* BEGIN Extract provided *

Is concurrency hard?
Ulf Wiger
ulf@REDACTED
Wed Nov 2 18:45:07 CET 2005
Den 2005-11-02 14:34:25 skrev Mats Cronqvist <mats.cronqvist@REDACTED>:
> otoh, Albert Einstein is probably more famous than e.g. Grote Reber
> for a reason.
To clarify, Grote Reber was quite a pioneer (extremely off-topic,
but a piece of fun history nonetheless):
"Mr. Reber was the first person to build a radio telescope dedicated
to astronomy, opening a window on the universe that eventually produced
such landmark discoveries as quasars, pulsars and the remnant afterglow
of the big bang"
"'Radio astronomy has changed profoundly our understanding of the
universe,'
[Fred Lo] said in the statement. 'All radio astronomers who have followed
him owe Grote Reber a deep debt for his pioneering work.'
"Lo said that Mr. Reber 'was the first to systematically study the sky by
observing something other than visible light. This gave astronomy a whole
new view of the universe.'"
(http://www.washingtonpost.com/ac2/wp-dyn?pagename=article&contentId=A38383-2002Dec25¬Found=true)

* END Extract provided *

Task set »
1. Answer these questions using the post about Grote Reber:
(a) What was Reber the first person to build?
(b) Which landmark discoveries does the post say eventually came from the window he opened?
(c) According to Lo, what was Reber the first to do systematically?
2. Please rewrite the post about Grote Reber between "Is concurrency hard?" and "for a reason.", inclusive, replacing "Albert Einstein" with "Isaac Newton".
The rows come from a separate source.

* BEGIN Data *

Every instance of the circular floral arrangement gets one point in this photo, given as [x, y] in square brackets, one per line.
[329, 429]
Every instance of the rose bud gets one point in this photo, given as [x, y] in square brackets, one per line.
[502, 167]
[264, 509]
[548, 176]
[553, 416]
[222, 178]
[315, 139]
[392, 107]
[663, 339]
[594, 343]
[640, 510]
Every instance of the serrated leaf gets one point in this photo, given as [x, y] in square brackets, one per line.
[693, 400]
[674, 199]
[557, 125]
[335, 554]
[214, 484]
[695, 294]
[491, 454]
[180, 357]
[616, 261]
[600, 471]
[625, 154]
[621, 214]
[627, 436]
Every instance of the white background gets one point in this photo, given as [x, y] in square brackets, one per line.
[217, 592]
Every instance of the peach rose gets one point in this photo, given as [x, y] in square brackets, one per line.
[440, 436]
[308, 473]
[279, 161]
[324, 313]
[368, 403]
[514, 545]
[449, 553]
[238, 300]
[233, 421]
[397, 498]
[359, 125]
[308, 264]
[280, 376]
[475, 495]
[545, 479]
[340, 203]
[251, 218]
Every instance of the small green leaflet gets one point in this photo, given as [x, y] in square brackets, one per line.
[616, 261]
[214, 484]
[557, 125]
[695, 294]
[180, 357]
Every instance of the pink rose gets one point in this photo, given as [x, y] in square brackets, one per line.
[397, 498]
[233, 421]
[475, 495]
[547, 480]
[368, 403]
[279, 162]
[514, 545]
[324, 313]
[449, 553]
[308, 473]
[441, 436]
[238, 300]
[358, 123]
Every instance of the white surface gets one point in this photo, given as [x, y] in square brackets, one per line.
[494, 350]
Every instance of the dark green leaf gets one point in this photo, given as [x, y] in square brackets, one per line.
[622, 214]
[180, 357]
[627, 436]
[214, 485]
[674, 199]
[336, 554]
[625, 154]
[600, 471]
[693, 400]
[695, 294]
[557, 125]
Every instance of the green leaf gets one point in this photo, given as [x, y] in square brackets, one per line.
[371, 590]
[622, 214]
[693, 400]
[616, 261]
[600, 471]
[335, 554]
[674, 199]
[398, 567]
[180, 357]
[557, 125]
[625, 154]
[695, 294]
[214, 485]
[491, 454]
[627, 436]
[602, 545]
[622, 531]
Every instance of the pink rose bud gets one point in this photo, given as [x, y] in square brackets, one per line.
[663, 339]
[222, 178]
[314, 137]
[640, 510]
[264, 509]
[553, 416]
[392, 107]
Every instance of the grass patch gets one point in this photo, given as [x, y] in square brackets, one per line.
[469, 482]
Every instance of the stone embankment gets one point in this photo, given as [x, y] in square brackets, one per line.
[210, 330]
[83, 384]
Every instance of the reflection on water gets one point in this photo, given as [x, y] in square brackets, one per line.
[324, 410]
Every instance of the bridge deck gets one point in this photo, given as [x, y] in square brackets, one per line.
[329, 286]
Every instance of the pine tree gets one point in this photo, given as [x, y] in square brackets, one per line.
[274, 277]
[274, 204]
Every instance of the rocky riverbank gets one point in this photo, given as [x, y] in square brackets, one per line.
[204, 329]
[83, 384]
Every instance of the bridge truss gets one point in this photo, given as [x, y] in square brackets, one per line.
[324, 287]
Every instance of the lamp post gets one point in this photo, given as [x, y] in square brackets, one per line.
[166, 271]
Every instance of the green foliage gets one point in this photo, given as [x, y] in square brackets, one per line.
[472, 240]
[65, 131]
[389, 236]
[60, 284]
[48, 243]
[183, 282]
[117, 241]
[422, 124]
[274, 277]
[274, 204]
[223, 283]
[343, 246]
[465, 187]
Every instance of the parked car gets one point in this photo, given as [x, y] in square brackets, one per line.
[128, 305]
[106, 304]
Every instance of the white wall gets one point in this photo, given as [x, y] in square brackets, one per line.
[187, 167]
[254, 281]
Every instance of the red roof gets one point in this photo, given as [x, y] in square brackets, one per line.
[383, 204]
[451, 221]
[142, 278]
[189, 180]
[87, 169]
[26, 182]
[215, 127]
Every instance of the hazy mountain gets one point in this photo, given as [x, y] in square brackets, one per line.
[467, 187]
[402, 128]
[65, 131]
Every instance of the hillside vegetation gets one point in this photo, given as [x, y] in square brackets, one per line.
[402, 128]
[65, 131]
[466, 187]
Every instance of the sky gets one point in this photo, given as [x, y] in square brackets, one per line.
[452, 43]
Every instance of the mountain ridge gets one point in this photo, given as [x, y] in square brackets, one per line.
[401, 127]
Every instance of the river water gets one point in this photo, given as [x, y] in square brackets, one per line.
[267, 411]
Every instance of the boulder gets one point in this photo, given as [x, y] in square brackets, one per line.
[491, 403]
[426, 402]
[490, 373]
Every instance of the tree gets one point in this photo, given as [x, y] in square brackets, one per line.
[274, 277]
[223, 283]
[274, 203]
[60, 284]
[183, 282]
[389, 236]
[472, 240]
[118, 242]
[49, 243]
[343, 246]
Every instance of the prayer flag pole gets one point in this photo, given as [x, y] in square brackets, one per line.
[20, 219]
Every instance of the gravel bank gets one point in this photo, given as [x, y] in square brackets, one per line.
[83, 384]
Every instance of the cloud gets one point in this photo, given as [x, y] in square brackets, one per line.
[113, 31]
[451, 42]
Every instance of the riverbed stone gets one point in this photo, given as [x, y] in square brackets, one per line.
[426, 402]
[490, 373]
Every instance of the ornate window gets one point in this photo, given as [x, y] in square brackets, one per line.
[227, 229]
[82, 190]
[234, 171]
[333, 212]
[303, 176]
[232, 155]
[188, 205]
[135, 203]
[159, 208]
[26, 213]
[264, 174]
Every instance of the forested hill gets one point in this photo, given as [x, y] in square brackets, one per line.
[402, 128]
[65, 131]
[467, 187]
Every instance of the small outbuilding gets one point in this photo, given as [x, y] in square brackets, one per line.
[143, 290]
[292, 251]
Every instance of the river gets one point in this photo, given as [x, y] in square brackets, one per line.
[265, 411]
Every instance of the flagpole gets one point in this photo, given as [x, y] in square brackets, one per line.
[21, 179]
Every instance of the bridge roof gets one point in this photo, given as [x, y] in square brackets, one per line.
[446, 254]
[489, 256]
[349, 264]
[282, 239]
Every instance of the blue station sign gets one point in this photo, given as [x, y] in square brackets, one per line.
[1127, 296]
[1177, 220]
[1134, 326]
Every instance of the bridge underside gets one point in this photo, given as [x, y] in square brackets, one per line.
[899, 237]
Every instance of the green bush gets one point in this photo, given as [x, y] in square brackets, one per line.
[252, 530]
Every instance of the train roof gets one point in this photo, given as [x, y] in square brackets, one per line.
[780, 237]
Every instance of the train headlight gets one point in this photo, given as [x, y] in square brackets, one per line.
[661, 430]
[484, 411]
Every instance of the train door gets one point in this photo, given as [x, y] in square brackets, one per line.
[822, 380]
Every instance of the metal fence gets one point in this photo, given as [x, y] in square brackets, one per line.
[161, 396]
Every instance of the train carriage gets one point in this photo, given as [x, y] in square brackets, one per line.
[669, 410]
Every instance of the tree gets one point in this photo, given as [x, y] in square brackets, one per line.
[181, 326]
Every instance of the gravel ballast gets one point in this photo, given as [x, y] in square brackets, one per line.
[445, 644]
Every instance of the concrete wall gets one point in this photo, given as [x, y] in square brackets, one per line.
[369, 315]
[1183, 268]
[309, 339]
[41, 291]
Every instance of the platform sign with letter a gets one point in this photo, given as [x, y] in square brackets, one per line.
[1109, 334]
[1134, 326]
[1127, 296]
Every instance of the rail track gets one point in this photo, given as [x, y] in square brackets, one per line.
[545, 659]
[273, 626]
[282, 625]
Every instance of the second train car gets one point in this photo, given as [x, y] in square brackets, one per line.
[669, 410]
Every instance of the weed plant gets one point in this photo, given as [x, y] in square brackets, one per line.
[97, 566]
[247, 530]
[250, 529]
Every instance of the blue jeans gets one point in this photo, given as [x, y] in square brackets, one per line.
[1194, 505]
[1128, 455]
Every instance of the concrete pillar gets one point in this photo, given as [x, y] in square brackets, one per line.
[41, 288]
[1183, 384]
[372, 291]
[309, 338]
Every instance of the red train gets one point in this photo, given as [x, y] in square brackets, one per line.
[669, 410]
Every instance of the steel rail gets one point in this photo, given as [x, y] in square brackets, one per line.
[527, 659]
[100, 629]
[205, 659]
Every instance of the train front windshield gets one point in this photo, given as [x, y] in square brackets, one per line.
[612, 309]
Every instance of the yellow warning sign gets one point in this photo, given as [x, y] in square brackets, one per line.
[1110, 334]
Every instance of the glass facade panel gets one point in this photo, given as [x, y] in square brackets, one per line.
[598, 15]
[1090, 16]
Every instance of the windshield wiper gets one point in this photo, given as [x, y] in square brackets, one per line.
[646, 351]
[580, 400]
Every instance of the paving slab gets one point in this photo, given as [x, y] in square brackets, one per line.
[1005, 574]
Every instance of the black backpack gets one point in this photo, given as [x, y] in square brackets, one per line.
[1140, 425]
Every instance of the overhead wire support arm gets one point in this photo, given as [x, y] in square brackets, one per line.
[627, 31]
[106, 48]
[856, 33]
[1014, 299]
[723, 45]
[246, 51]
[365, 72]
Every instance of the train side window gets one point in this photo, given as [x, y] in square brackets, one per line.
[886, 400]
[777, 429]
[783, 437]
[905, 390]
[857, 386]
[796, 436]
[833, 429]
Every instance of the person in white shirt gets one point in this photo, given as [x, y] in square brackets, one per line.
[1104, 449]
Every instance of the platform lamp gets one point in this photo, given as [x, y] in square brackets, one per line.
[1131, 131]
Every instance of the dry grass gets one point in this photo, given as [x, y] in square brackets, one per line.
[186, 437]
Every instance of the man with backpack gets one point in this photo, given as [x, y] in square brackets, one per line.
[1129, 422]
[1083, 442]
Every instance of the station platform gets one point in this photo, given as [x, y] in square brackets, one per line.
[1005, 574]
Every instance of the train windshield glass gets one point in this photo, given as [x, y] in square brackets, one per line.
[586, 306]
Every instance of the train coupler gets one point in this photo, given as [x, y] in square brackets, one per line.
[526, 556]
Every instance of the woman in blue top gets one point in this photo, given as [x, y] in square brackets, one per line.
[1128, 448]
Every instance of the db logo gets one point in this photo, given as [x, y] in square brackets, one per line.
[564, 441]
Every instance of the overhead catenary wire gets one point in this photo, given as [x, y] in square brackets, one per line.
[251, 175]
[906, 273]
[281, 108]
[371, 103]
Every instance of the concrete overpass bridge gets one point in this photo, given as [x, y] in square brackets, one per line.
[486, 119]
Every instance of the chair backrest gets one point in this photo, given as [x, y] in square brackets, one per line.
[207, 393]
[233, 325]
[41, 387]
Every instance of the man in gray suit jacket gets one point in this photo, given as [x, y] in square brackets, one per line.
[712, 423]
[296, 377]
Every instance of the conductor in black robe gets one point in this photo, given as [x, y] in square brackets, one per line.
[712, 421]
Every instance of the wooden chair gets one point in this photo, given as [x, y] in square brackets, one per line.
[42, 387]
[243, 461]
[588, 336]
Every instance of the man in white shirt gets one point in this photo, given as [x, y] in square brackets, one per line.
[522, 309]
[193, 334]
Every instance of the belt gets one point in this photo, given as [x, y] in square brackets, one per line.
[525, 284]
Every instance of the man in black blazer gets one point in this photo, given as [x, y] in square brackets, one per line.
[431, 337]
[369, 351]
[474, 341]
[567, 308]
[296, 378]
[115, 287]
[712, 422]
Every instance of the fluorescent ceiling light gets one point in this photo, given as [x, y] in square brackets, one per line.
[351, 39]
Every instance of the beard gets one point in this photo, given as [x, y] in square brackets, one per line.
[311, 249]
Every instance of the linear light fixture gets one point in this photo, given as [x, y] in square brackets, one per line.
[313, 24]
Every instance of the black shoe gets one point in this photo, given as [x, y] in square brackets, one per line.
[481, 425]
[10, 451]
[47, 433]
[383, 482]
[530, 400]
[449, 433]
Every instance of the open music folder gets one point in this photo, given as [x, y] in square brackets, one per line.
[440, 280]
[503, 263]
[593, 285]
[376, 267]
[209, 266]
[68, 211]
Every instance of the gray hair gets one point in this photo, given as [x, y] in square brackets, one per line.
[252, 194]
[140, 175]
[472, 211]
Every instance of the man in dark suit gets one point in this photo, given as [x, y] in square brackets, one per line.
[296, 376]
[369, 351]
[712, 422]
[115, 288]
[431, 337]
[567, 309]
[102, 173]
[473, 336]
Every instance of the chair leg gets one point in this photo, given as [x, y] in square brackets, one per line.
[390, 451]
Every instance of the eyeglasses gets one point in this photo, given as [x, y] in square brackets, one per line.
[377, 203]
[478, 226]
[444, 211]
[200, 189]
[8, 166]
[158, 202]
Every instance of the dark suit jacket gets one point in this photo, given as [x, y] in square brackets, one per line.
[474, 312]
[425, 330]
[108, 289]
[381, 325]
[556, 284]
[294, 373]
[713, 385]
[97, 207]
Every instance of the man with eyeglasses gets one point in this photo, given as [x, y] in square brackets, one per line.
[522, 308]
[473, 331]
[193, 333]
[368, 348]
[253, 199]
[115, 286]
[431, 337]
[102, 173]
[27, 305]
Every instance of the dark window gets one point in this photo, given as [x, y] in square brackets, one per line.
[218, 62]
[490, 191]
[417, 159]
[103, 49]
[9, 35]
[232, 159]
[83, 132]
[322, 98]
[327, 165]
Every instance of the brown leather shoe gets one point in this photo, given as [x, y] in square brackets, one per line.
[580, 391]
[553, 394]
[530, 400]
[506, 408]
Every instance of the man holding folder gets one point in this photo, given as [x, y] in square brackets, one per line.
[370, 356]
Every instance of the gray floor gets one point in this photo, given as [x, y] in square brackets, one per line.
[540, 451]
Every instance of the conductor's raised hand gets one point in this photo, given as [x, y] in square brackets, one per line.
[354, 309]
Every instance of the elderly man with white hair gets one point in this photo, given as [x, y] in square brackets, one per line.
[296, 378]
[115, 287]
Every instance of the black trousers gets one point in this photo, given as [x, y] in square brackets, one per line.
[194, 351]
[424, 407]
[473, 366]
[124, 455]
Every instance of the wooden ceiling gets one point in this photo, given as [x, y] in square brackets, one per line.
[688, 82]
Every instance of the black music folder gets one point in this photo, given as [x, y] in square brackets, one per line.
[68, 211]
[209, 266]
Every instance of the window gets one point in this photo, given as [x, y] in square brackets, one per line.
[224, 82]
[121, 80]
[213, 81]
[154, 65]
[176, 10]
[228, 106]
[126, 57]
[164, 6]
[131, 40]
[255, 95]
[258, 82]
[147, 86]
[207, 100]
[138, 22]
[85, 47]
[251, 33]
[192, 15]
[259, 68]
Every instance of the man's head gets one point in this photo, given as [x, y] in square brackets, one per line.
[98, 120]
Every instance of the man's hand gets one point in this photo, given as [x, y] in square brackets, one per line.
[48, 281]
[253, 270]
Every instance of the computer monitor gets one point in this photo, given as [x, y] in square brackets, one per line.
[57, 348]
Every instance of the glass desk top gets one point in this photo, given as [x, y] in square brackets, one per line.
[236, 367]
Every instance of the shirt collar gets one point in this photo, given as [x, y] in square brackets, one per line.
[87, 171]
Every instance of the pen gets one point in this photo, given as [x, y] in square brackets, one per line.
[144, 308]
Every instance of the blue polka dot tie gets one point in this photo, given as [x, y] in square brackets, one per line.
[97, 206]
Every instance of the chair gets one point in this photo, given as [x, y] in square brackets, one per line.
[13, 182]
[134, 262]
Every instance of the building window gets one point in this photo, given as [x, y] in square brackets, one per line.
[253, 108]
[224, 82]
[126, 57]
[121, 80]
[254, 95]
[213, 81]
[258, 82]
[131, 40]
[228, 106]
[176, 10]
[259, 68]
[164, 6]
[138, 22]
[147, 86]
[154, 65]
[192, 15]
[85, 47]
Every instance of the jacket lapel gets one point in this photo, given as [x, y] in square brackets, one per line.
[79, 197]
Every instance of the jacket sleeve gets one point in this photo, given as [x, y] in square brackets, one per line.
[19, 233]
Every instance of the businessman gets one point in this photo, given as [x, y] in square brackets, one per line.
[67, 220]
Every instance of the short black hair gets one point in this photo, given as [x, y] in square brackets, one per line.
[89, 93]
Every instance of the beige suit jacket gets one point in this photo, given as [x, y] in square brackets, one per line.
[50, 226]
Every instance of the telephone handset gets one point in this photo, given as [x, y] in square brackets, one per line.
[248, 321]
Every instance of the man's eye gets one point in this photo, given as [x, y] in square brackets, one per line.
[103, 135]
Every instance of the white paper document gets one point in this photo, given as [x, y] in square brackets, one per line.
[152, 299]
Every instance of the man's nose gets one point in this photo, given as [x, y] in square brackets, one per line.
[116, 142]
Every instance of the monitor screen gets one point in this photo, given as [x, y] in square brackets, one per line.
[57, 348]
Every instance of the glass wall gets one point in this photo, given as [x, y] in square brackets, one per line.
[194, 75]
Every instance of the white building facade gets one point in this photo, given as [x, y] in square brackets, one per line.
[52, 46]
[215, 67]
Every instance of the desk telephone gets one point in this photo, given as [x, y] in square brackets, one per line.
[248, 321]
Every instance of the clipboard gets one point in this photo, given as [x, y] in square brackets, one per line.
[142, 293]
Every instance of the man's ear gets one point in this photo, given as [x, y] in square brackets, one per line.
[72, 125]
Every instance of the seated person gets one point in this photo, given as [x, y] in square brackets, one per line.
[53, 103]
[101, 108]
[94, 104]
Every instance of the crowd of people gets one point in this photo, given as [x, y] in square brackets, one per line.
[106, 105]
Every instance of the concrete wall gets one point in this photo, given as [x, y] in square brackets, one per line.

* END Data *

Solved problems »
1.
(a) A radio telescope dedicated to astronomy.
(b) Quasars, pulsars and the remnant afterglow of the big bang.
(c) Study the sky by observing something other than visible light.

2.
Is concurrency hard?
Ulf Wiger
ulf@REDACTED
Wed Nov 2 18:45:07 CET 2005
Den 2005-11-02 14:34:25 skrev Mats Cronqvist <mats.cronqvist@REDACTED>:
> otoh, Isaac Newton is probably more famous than e.g. Grote Reber
> for a reason.